• _DATA RECORDS_

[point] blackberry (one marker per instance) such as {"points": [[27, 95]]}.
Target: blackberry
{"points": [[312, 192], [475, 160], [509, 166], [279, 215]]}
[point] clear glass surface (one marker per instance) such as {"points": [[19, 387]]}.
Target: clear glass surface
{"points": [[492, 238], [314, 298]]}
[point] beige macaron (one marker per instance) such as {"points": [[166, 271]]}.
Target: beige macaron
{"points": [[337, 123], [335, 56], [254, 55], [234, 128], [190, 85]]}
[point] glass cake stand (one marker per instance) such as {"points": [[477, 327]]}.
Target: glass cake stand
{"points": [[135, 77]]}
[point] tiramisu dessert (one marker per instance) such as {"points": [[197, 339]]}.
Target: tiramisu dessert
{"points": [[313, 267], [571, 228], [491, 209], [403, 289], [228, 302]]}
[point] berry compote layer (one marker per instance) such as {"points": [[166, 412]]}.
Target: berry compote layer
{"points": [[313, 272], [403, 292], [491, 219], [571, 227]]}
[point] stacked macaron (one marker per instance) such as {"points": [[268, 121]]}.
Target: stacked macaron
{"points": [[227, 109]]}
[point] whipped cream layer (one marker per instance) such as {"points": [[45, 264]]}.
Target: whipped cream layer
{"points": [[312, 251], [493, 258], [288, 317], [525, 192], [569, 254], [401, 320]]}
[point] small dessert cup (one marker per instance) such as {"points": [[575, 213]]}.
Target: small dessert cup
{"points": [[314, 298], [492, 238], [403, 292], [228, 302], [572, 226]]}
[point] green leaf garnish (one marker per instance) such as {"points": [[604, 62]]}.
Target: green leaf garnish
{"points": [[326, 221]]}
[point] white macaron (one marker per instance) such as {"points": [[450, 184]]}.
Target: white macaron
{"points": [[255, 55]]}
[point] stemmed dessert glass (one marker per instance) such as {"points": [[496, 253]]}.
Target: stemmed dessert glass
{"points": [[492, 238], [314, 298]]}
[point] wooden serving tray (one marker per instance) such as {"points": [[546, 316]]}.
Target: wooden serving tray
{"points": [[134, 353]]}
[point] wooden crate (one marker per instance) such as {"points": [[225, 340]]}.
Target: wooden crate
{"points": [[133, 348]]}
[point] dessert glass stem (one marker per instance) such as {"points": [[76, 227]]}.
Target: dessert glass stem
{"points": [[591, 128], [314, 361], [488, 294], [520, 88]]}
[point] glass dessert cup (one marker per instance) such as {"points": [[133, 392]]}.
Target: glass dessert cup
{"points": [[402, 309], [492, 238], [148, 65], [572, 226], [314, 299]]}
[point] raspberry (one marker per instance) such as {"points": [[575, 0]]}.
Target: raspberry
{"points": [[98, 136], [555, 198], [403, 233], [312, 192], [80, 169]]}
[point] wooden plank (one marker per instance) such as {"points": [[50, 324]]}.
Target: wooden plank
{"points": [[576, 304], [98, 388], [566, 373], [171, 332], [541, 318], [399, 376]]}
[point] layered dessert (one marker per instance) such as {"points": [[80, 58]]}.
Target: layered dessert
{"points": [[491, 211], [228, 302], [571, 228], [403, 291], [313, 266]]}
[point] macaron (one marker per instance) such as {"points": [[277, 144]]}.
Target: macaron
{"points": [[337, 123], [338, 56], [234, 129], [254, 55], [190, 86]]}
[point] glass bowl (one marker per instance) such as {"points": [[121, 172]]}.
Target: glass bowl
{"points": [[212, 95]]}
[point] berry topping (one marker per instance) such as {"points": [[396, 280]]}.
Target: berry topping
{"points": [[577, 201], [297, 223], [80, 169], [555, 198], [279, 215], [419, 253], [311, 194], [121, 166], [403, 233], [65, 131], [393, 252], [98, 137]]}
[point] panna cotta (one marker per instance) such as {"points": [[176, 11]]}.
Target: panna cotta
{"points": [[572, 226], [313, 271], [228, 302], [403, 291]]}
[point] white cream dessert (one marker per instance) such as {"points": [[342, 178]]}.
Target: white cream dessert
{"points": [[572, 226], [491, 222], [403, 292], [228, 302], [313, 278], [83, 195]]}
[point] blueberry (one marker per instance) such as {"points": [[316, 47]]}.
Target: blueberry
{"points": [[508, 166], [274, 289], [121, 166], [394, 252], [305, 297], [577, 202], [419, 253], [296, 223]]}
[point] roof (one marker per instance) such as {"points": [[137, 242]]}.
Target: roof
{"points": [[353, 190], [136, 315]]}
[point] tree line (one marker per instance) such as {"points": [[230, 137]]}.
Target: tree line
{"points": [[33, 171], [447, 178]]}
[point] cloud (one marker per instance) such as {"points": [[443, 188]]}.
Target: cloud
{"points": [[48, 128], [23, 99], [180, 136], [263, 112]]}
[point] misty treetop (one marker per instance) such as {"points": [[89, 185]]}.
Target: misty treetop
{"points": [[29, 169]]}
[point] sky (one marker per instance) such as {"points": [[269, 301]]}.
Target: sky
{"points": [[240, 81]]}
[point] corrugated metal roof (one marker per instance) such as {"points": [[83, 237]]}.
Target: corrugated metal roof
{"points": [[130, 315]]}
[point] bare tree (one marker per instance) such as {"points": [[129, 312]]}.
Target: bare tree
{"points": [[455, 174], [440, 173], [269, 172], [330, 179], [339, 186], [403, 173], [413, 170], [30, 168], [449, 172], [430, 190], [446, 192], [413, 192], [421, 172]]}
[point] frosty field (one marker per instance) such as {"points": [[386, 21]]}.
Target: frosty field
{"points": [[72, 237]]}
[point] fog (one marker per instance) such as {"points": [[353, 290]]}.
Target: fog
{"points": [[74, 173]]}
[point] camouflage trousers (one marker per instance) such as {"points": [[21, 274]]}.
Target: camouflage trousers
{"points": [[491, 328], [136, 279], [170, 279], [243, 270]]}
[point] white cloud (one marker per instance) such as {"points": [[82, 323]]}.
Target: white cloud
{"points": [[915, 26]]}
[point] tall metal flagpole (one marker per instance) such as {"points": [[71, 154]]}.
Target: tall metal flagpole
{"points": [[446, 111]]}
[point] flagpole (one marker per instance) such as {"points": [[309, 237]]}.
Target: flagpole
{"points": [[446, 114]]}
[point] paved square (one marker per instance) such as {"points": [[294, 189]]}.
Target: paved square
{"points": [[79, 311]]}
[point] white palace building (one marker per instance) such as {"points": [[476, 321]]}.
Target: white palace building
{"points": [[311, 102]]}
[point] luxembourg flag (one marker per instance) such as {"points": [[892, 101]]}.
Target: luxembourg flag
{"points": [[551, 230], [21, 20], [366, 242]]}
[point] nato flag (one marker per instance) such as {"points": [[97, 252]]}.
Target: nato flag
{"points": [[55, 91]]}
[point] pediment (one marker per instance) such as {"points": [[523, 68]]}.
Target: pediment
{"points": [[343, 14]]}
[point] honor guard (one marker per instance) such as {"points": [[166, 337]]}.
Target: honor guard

• _PROBLEM TO SOLVE_
Retype the whole listing above exactly.

• _ANSWER AREA_
[point] blackberry (one marker per instance) such as {"points": [[27, 95]]}.
Target: blackberry
{"points": [[312, 192], [475, 160], [509, 166], [279, 215]]}
[point] clear glass surface (one marker per instance) such as {"points": [[19, 387]]}.
Target: clear glass surface
{"points": [[492, 238], [314, 298]]}
[point] beige macaron (one marker per instance) such as {"points": [[166, 271]]}.
Target: beige macaron
{"points": [[337, 123], [335, 56], [254, 55], [234, 128], [190, 85]]}
[point] glass cake stand (one marker per instance) such as {"points": [[477, 327]]}.
Target: glass cake stand
{"points": [[135, 77]]}
[point] tiramisu dessert (one marker per instance) such as {"points": [[197, 339]]}.
Target: tiramisu dessert
{"points": [[313, 267], [571, 228], [491, 209], [403, 289], [228, 302]]}
[point] berry compote layer (one marker per instance) such as {"points": [[166, 412]]}.
Target: berry compote layer
{"points": [[313, 272], [403, 292], [491, 219], [571, 227]]}
[point] stacked macaron (one marker per instance) such as {"points": [[268, 121]]}.
Target: stacked macaron
{"points": [[227, 109]]}
[point] whipped cream layer (one marker per instance) such as {"points": [[45, 264]]}.
Target: whipped cream layer
{"points": [[312, 251], [493, 258], [288, 317], [525, 192], [569, 254], [401, 320]]}
[point] small dessert cup (one marker per instance) such as {"points": [[575, 213]]}.
Target: small dessert cup
{"points": [[314, 298], [492, 238], [403, 292], [228, 302], [572, 226]]}
[point] green leaf garnish (one marker per instance) such as {"points": [[604, 62]]}.
Target: green leaf garnish
{"points": [[326, 221]]}
[point] white macaron (one marker per instance) such as {"points": [[450, 184]]}.
Target: white macaron
{"points": [[255, 55]]}
[point] stemmed dessert glass (one marker per instance) such as {"points": [[496, 253]]}.
Target: stemmed dessert glass
{"points": [[492, 238], [314, 298]]}
[point] wooden serving tray (one marker per instance) such as {"points": [[546, 316]]}.
Target: wooden serving tray
{"points": [[134, 353]]}
[point] wooden crate (one marker per instance) such as {"points": [[225, 340]]}.
Target: wooden crate
{"points": [[133, 348]]}
[point] dessert glass stem (one marker per instance) such as {"points": [[76, 227]]}.
Target: dessert glass stem
{"points": [[591, 128], [314, 361], [488, 294], [520, 88]]}
[point] glass dessert cup (one marker per instance) such as {"points": [[133, 392]]}.
Target: glass dessert cup
{"points": [[402, 309], [492, 238], [148, 65], [572, 226], [314, 299]]}
[point] raspberry (one marker per instance) such as {"points": [[575, 0]]}.
Target: raspberry
{"points": [[98, 136], [555, 198], [403, 233], [312, 192], [80, 169]]}
[point] wooden plank (one marker per instance) such as {"points": [[50, 324]]}.
Target: wooden plank
{"points": [[576, 304], [98, 388], [566, 373], [171, 332], [541, 318], [399, 376]]}
[point] layered dessert (one marker per instance) such as {"points": [[80, 58]]}.
Target: layered dessert
{"points": [[491, 211], [228, 302], [571, 228], [403, 291], [313, 266]]}
[point] macaron (one marker per instance) such as {"points": [[277, 144]]}.
Target: macaron
{"points": [[337, 123], [338, 56], [234, 129], [254, 55], [190, 86]]}
[point] glass bowl (one marker per instance) such as {"points": [[121, 172]]}.
Target: glass bowl
{"points": [[212, 95]]}
[point] berry topping (one marker per instance) such as {"points": [[396, 280]]}.
Target: berry topping
{"points": [[577, 201], [297, 223], [80, 169], [555, 198], [279, 215], [419, 253], [311, 194], [121, 166], [403, 233], [65, 131], [393, 252], [98, 137]]}
[point] panna cotta (one marker per instance) such as {"points": [[176, 11]]}.
Target: panna cotta
{"points": [[572, 226], [313, 271], [228, 302], [403, 291]]}
[point] white cream dessert (one marker per instance) such as {"points": [[342, 178]]}.
Target: white cream dessert
{"points": [[572, 226], [491, 222], [403, 292], [228, 302], [313, 278], [83, 195]]}
[point] blueberry (one marker per instance) such as {"points": [[316, 47]]}.
Target: blueberry
{"points": [[508, 166], [274, 289], [121, 166], [394, 252], [305, 297], [577, 202], [419, 253], [296, 223]]}
[point] roof (one marker per instance) such as {"points": [[137, 242]]}.
Target: roof
{"points": [[353, 190], [136, 315]]}
[point] tree line (one marker per instance) such as {"points": [[230, 137]]}.
Target: tree line
{"points": [[33, 171], [447, 178]]}
[point] cloud (one marker per instance) such as {"points": [[443, 188]]}.
Target: cloud
{"points": [[48, 128], [23, 99], [180, 136], [263, 112]]}
[point] misty treetop (one marker per instance) such as {"points": [[89, 185]]}.
Target: misty treetop
{"points": [[29, 169]]}
[point] sky (one marker per instance) such as {"points": [[269, 301]]}.
Target: sky
{"points": [[240, 81]]}
[point] corrugated metal roof (one marker per instance) such as {"points": [[83, 237]]}.
Target: corrugated metal roof
{"points": [[130, 315]]}
[point] bare tree (one marker per instance) such as {"points": [[129, 312]]}.
Target: bare tree
{"points": [[455, 174], [440, 173], [269, 172], [330, 179], [339, 186], [403, 173], [413, 170], [30, 168], [449, 172], [430, 190], [446, 192], [413, 192], [421, 172]]}
[point] frosty field (one marker per instance) such as {"points": [[386, 21]]}.
Target: frosty field
{"points": [[72, 237]]}
[point] fog (one marker per instance) such as {"points": [[353, 290]]}.
Target: fog
{"points": [[74, 173]]}
[point] camouflage trousers (one marker per instance) such as {"points": [[21, 274]]}.
Target: camouflage trousers
{"points": [[491, 328], [136, 279], [170, 279], [243, 270]]}
[point] white cloud (one marker per instance) such as {"points": [[82, 323]]}.
Target: white cloud
{"points": [[915, 26]]}
[point] tall metal flagpole (one marker per instance) such as {"points": [[71, 154]]}.
Target: tall metal flagpole
{"points": [[446, 111]]}
[point] flagpole (one marker per instance) such as {"points": [[309, 237]]}.
Target: flagpole
{"points": [[446, 114]]}
[point] paved square (one marker per instance) such as {"points": [[294, 189]]}.
Target: paved square
{"points": [[79, 311]]}
[point] white palace building (one marker per instance) such as {"points": [[476, 321]]}.
Target: white palace building
{"points": [[311, 102]]}
[point] luxembourg flag (one marker per instance) such as {"points": [[892, 101]]}.
Target: luxembourg flag
{"points": [[551, 230], [21, 20], [366, 242]]}
[point] nato flag (one marker per instance) such as {"points": [[97, 252]]}.
Target: nato flag
{"points": [[55, 91]]}
[point] pediment (one marker per instance) such as {"points": [[523, 68]]}.
Target: pediment
{"points": [[343, 14]]}
[point] honor guard (one marker per instance) such as {"points": [[166, 337]]}.
Target: honor guard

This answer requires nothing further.